Raw records:
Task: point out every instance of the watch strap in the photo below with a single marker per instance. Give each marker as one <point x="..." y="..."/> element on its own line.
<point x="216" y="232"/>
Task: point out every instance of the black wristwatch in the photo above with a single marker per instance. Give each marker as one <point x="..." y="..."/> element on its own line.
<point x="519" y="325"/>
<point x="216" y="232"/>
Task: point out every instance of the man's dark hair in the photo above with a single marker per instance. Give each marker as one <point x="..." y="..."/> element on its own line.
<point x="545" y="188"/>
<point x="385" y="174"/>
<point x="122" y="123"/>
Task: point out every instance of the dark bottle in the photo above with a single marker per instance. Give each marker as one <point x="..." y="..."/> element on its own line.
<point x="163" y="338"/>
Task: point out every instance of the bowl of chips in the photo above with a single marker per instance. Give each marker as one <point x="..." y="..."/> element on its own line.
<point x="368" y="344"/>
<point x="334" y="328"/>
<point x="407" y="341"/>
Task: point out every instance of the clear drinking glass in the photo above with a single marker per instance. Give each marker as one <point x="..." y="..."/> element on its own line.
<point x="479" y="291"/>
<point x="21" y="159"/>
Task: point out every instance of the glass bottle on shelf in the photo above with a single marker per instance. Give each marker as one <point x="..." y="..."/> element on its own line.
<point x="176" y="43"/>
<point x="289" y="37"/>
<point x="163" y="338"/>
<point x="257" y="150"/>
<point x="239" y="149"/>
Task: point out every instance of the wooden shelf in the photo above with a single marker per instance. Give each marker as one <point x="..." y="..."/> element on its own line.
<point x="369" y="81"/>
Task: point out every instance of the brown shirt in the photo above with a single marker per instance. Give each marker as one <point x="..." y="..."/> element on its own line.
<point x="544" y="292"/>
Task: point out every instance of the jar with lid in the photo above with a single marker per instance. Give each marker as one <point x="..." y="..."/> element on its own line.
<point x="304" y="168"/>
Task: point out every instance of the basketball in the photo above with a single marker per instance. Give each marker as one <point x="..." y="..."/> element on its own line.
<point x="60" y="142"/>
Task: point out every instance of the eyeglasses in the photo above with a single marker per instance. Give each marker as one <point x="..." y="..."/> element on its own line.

The request: Copy all of the entries above word for word, without changing anything.

Exercise solution:
Task: point out every instance of the watch strap in the photo below with a single marker per instance. Give each marker as one <point x="..." y="..."/> element on its own line.
<point x="216" y="232"/>
Task: point out every instance of the black wristwatch in the photo above with a single marker per instance. Give each marker as one <point x="..." y="..."/> element on its own line.
<point x="519" y="325"/>
<point x="216" y="232"/>
Task: point out every instance of the man's dark hair in the photo above with a single marker per instance. Give each marker as one <point x="..." y="..."/> element on its own line.
<point x="545" y="188"/>
<point x="385" y="174"/>
<point x="122" y="123"/>
Task: point out every instance of the dark bottle in the photo above with a single marker per instance. Give each marker as one <point x="..." y="..."/> element on its own line.
<point x="163" y="338"/>
Task: point out every instance of the bowl of chips in the photo above with a single marker per instance. Give each marker as one <point x="..." y="..."/> element on its own line.
<point x="368" y="344"/>
<point x="334" y="328"/>
<point x="407" y="341"/>
Task: point out every instance of the clear drinking glass in the photo above with a single marker per instance. Give each marker as one <point x="..." y="..."/> element on its own line.
<point x="479" y="291"/>
<point x="21" y="159"/>
Task: point out every instance of the glass bottle on shelf in the photo above with a single marker per instance. Give each marker as one <point x="..." y="..."/> element on its own line.
<point x="176" y="43"/>
<point x="289" y="37"/>
<point x="163" y="338"/>
<point x="257" y="150"/>
<point x="239" y="149"/>
Task: point out every instance of the wooden shelf in the photo above with a single marker per instance. Give each marker as one <point x="..." y="..."/> element on its own line.
<point x="369" y="81"/>
Task: point out every instance of the brown shirt in the photo above with a single marker per instance. Give each marker as one <point x="..." y="..."/> element on its own line.
<point x="544" y="292"/>
Task: point out every instance of the jar with lid in the photo above with a single marker per instance. Give each marker as one <point x="..." y="..."/> element on its own line.
<point x="304" y="168"/>
Task: point out every instance of the basketball in the photo above with a single marker per instance. Give each marker as one <point x="..." y="..."/> element on its own line.
<point x="60" y="142"/>
Task: point out every instance of the eyeglasses in the photo above with a single marker per instance. Give each marker as one <point x="..." y="..."/> element on its own line.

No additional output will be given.